### [What the task requires]
Please copy the material below word for word, starting with the line that contains "of the child" and continuing through its final line.

### [Material for this task]

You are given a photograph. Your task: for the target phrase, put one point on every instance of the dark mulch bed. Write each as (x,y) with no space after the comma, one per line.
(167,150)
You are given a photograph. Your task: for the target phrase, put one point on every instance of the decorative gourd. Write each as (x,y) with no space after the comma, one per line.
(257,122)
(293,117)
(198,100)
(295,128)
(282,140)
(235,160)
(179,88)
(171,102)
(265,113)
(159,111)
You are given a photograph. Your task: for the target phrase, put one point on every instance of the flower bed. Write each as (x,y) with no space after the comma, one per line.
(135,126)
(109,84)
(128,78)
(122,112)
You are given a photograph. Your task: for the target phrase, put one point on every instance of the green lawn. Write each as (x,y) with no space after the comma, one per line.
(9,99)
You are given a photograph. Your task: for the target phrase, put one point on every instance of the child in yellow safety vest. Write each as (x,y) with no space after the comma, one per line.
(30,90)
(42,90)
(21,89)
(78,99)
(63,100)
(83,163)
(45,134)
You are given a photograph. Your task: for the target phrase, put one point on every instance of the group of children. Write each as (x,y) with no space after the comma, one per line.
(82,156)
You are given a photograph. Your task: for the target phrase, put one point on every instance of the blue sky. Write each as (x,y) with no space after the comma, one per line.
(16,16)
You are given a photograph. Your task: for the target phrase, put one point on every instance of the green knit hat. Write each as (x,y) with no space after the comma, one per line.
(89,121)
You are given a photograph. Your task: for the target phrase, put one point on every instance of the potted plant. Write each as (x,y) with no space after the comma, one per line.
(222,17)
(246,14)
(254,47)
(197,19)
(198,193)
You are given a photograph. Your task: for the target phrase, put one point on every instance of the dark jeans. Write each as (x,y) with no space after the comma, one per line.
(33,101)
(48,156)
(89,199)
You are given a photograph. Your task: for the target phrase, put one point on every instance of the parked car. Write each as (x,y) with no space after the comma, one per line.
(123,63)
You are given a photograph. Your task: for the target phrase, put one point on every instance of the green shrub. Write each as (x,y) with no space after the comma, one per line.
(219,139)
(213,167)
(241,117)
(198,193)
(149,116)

### [Output for this task]
You are given a photograph. Your task: for the target phrase, put one point on every instance of the child in yellow safety vest. Write each as (x,y) with no space after the comma, one per line.
(30,90)
(42,90)
(21,89)
(78,99)
(63,100)
(83,163)
(45,134)
You are given a photograph. Your task: for the target phrase, put one point on every instance of the group of children. Write each as (x,y) with no space after the comma, one per line.
(82,156)
You are given a photograph. Your task: for the target phrase, put one point on every instance of the blue sky. Write each as (x,y) with no space after the comma, one per line.
(16,16)
You are given a photograph. Your task: for the target phrase, put one point on every instance of the green knit hat. Write each as (x,y) with no space after the comma, one per line.
(89,121)
You are given a photograph. Your task: for the target phrase, put one point on every instance of the potted plant. Write each as (x,y) with no space after the comma, one per line.
(222,17)
(246,14)
(254,47)
(197,19)
(198,193)
You are given a photograph. Your task: for the target phrase, put one point on every instance of the dark jeans. Write each as (x,y) with no space after the comma, one per line.
(33,101)
(48,156)
(89,199)
You are given a photograph. Your task: for the target phrase, put one point on every instance of the parked car. Write each as (x,y) with no space after the comma, one per line.
(123,63)
You are given a photograph. Your task: for the target phrase, put one point on every instance of the green shrub. Write each as (x,y) with no space after the comma, one per line.
(219,139)
(213,167)
(241,117)
(198,193)
(149,116)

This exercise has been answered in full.